Transcribe exactly the line containing "Practice. Put a dot on the police" and each line after it, through the end of the entries, with nothing before or after.

- Stored data -

"""

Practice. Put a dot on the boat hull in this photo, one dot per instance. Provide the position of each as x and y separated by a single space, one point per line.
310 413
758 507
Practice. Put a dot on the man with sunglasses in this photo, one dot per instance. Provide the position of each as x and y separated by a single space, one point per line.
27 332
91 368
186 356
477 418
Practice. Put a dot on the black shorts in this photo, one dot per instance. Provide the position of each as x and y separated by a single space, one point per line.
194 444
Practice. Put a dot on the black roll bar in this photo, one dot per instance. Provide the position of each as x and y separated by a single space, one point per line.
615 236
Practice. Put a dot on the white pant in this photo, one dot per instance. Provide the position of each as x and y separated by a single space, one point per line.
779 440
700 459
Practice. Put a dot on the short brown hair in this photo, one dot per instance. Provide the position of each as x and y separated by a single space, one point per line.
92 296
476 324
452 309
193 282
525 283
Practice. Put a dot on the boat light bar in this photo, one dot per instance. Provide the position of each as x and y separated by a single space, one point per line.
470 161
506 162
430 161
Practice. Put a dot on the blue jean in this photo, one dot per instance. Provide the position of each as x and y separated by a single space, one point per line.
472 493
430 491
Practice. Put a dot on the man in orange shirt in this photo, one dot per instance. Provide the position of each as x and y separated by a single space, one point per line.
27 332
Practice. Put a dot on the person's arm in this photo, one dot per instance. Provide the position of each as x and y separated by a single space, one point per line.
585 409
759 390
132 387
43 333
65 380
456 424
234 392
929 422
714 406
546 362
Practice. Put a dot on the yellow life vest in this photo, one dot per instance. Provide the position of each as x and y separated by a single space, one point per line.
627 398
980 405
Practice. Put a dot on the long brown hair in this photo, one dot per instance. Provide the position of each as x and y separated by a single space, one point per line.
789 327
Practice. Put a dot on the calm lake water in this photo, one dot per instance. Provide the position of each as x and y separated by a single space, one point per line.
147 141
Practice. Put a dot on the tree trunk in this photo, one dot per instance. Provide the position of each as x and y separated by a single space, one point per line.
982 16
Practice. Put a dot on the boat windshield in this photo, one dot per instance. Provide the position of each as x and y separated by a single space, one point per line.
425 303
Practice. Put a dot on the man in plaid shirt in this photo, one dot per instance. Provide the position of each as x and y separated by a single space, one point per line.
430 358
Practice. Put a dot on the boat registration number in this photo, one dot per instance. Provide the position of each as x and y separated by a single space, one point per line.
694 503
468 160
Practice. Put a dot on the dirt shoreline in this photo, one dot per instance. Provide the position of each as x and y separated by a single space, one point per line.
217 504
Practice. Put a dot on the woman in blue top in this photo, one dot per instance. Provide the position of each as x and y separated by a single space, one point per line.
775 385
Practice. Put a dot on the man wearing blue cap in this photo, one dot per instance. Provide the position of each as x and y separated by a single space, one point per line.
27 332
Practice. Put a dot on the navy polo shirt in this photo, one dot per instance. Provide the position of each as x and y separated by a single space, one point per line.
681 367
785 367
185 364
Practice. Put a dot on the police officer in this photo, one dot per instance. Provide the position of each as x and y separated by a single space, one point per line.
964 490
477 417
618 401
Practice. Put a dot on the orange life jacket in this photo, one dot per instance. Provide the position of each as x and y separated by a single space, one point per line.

"""

- RESPONSE TO THE EXERCISE -
Practice. Put a dot on the police officer in this photo, one dot per instance. Provide the position of each as x and y separated by a single space, one point per line.
964 490
477 417
618 401
Practice. Put a dot on the orange life jacket in this photo, one dot per instance. Provide the position of each as x and y separated by a single space, one point per line.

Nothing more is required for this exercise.